▶ Given exercise 1:
Count the lines in the entries that contain the string "cabinet", treating uppercase and lowercase as different, and give only the number.
▶ Given exercise 2:
Pick up the Kafka architecture overview after its last sentence and keep writing it.

▶ Document segment:
1. Can you explain the internal architecture of Kafka?

   Apache Kafka is a distributed streaming platform that is designed to handle large-scale data processing (with high throughput, fault tolerance, and scalability) and real-time event streaming. The internal architecture of Kafka consists of several key components that work together to provide high throughput, fault tolerance, and scalability. Here is an overview of the internal architecture of Kafka:

   1. Broker: A Kafka cluster consists of one or more brokers, which are individual servers that store and manage topics and partitions. Each broker is responsible for handling client requests, storing data, and replicating data across the cluster.

      • Leader and Follower: For each partition, one broker is elected as the leader, and one or more brokers are followers. The leader handles all read and write requests, while followers replicate the data to ensure fault tolerance.

   2. Topic: A topic is a logical channel to which data is sent and from which data is read. Topics are categories or feed names to which messages are published. Topics are divided into partitions to allow for parallel processing and distribution of messages across multiple brokers.

   3. Partition: Each topic is split into multiple partitions. Partitions allow Kafka to scale horizontally and provide parallelism. Each partition is an ordered, immutable sequence of records that are continually appended.

   4. Producer: Producers are client applications that send records to a Kafka topic. Producers can choose which partition to send records to within a topic (usually using a key for partitioning).

      • Acknowledgment: Producers can choose to receive acknowledgments from brokers after successfully writing messages to Kafka. Acknowledgments can be synchronous or asynchronous, depending on the desired level of reliability.

   5. Consumer: Consumers are client applications that subscribe to topics and consume messages from Kafka partitions. Consumers read messages from partitions in the order they were produced. Consumers can be part of a consumer group, where each record is delivered to one consumer in the group, ensuring load balancing and fault tolerance.

      • Consumer Group: A consumer group is a group of consumers that work together to consume messages from one or more topics. Each consumer in a group is assigned a subset of partitions to read from, enabling parallel processing and load balancing.
      • Offset Management: Consumers track their progress by storing the offset of the last message they have read, allowing them to resume reading from the correct position after a restart.
      • Consumer Rebalancing: Kafka automatically rebalances partitions among consumers in a consumer group when new consumers join or existing consumers leave the group.
      • Consumer Offset Commitment: Consumers can commit offsets to Kafka to indicate that they have successfully processed messages. This allows consumers to resume reading from the last committed offset in case of failure.

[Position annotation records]
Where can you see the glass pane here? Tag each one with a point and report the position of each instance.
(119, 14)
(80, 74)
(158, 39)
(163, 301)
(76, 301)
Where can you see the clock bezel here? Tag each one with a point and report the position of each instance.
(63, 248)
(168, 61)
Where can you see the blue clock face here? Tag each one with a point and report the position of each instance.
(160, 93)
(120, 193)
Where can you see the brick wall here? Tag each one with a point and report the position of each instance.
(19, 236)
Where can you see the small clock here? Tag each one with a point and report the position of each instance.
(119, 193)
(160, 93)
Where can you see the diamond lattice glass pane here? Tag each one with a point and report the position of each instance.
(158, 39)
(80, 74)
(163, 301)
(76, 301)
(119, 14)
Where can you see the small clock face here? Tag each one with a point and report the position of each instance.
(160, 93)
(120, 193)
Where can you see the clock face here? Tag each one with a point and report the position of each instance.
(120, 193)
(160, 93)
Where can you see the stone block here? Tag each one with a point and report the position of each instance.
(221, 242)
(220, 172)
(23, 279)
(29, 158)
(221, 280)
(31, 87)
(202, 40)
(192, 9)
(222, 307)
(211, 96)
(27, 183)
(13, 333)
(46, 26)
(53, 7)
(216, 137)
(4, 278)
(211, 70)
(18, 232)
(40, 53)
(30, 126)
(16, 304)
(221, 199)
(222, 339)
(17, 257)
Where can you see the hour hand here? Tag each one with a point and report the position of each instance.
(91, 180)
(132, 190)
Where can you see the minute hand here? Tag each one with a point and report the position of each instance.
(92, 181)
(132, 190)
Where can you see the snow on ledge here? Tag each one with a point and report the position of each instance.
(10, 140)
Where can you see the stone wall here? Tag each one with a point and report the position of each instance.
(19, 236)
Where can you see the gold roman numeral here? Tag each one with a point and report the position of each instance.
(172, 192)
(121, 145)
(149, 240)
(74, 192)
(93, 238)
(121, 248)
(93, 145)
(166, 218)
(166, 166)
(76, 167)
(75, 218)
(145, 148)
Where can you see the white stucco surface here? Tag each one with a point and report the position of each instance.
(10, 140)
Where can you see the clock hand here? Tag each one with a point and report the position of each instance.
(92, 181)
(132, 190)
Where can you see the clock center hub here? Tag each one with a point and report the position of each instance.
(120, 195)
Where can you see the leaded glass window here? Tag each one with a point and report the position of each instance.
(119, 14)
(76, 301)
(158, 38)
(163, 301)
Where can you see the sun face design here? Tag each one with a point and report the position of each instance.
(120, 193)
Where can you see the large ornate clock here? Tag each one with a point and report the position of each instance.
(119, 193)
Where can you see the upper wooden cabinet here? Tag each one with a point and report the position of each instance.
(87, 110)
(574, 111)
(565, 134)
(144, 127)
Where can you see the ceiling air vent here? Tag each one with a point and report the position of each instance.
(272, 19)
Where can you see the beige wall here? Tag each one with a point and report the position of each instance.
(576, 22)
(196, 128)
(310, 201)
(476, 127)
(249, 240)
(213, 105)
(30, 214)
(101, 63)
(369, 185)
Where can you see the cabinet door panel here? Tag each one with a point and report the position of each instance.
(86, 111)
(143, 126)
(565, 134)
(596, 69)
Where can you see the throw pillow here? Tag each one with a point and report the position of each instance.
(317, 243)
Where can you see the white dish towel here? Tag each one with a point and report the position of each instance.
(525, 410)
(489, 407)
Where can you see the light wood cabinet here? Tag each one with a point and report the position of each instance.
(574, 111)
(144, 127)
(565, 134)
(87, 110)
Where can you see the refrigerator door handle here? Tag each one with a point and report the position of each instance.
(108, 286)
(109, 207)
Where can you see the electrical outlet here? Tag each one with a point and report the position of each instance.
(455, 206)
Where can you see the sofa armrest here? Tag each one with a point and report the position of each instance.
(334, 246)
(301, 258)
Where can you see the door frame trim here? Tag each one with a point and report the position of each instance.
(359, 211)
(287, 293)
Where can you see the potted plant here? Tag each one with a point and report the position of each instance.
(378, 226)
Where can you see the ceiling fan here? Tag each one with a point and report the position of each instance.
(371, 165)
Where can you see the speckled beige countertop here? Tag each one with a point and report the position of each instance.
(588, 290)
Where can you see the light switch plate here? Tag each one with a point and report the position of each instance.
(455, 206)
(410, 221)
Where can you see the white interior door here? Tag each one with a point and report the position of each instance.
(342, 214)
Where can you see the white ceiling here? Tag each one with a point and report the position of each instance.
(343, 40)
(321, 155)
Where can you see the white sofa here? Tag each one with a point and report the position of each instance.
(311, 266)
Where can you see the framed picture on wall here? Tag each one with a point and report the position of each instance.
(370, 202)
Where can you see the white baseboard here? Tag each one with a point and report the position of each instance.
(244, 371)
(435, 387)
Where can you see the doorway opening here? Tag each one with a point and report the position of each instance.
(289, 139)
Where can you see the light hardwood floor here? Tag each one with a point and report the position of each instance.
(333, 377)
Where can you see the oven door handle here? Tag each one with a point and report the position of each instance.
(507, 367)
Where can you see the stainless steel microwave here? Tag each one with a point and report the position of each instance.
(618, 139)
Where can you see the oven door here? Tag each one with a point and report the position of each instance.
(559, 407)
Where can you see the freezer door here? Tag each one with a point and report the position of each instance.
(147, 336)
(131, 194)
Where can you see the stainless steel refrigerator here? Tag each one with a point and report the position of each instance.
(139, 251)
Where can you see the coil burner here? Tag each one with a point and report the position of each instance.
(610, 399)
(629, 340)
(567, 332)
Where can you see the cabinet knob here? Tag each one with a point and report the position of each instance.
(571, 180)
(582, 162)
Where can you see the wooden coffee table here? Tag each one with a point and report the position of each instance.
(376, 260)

▶ Exercise output 1:
4

▶ Exercise output 2:
   6. ZooKeeper: ZooKeeper is used by Kafka for cluster coordination, metadata management, and leader election. ZooKeeper maintains information about brokers, topics, partitions, and consumer groups, ensuring consistency and synchronization across the Kafka cluster.

   7. Replication: Kafka uses replication to ensure fault tolerance and data durability. Each partition is replicated across multiple brokers, with one broker serving as the leader and the others as followers. Replication allows Kafka to recover from broker failures and maintain data availability.

      • In-Sync Replicas (ISR): Kafka maintains a set of in-sync replicas (ISRs) for each partition, which are replicas that are up-to-date with the leader. ISRs are used to ensure data consistency and fault tolerance.

   8. Log Segments: Kafka stores messages in log segments, which are sequential files on disk. Each partition consists of multiple log segments, and older log segments are periodically compacted and deleted to manage disk space efficiently.

   9. Offset: An offset is a unique identifier assigned to each message within a partition. Consumers track their progress by storing the offset of the last message they have read, allowing them to resume reading from the correct position after a restart.

   10. Controller: One of the brokers in a Kafka cluster is designated as the controller. The controller is responsible for administrative tasks like partition assignment, leader election, and reassigning partitions in case of broker failures. The controller ensures the overall health and stability of the Kafka cluster. If the controller fails, another broker is elected as the new controller.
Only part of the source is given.